TASK TO COMPLETE: Reproduce the material from its beginning through the line containing "710 360 L 707", replacing "backpack" with "rucksack" and keeping every other character the same.
——————————
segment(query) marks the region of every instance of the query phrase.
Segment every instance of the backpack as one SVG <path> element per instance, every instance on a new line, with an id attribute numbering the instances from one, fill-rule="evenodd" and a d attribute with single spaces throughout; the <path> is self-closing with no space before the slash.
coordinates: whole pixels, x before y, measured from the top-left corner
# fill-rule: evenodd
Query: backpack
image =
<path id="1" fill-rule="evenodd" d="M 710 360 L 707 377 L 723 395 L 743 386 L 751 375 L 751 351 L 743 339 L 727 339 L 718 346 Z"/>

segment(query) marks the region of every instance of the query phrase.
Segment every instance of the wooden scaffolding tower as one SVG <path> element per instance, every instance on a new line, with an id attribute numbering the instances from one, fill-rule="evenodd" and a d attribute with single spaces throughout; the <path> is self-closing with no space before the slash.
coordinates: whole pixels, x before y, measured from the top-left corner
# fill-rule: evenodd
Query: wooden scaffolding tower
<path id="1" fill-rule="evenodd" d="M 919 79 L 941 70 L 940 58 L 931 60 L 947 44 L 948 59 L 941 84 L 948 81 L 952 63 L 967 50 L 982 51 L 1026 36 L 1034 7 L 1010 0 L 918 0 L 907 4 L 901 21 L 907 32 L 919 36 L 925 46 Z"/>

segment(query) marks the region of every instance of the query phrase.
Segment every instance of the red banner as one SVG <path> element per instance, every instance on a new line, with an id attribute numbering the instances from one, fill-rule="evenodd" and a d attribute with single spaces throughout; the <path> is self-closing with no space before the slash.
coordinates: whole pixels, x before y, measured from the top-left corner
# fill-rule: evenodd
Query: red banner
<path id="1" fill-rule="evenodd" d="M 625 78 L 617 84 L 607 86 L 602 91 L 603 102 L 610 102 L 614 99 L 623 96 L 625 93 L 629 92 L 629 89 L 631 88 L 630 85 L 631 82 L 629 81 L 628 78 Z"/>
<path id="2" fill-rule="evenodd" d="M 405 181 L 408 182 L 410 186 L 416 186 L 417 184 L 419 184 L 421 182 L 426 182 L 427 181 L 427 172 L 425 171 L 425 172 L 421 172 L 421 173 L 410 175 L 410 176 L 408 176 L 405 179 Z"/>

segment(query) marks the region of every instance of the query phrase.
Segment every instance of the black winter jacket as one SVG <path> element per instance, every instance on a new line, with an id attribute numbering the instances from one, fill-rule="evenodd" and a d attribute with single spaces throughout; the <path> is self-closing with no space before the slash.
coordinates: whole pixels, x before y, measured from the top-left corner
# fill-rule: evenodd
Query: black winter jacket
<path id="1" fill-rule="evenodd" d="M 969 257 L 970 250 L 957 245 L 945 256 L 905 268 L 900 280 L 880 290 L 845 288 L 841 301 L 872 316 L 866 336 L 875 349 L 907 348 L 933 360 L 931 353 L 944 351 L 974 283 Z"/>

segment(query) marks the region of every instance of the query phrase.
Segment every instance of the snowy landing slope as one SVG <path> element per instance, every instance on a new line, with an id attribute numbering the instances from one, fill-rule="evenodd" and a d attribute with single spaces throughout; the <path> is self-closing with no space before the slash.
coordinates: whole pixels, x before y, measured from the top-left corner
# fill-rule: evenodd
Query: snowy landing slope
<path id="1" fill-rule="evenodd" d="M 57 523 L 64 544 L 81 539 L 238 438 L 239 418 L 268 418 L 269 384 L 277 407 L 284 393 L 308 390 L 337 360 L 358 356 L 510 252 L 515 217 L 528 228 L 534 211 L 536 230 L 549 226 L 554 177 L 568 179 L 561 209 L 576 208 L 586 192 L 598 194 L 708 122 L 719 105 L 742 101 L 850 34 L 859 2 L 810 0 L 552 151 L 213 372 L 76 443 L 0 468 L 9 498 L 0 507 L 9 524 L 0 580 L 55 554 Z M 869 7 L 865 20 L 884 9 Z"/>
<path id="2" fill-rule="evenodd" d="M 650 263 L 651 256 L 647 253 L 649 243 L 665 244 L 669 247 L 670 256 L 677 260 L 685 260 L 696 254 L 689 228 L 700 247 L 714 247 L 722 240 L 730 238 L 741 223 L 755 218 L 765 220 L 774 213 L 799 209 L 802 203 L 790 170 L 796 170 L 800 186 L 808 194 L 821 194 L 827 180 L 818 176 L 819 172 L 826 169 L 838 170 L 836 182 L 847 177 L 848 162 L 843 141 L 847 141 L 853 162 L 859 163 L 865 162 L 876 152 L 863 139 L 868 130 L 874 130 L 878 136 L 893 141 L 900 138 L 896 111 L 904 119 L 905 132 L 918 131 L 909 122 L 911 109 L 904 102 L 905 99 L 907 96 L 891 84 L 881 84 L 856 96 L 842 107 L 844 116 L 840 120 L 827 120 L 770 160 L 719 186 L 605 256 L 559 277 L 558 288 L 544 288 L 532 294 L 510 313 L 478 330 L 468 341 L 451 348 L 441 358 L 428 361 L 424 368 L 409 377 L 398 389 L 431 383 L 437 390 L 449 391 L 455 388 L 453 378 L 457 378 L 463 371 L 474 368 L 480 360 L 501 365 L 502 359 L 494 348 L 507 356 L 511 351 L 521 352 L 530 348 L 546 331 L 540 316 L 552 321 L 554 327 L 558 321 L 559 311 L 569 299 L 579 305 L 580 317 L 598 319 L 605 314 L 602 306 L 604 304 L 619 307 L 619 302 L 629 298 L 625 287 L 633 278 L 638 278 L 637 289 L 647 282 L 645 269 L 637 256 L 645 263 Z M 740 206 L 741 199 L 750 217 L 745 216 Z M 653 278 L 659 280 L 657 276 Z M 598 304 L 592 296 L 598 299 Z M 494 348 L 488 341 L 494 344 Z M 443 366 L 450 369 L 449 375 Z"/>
——————————
SOLUTION TO THIS EXERCISE:
segment(query) marks the region of every instance of the query phrase.
Segment every instance of the rucksack as one SVG <path> element per instance, every instance on a new line, with an id attribute numbering the instances from one, fill-rule="evenodd" and a d attribute with single spaces throughout; the <path> is self-closing with no space before the slash.
coordinates: whole pixels, x before y, measured from the top-left corner
# fill-rule: evenodd
Query: rucksack
image =
<path id="1" fill-rule="evenodd" d="M 710 360 L 707 377 L 723 395 L 743 386 L 751 375 L 751 351 L 743 339 L 727 339 L 718 346 Z"/>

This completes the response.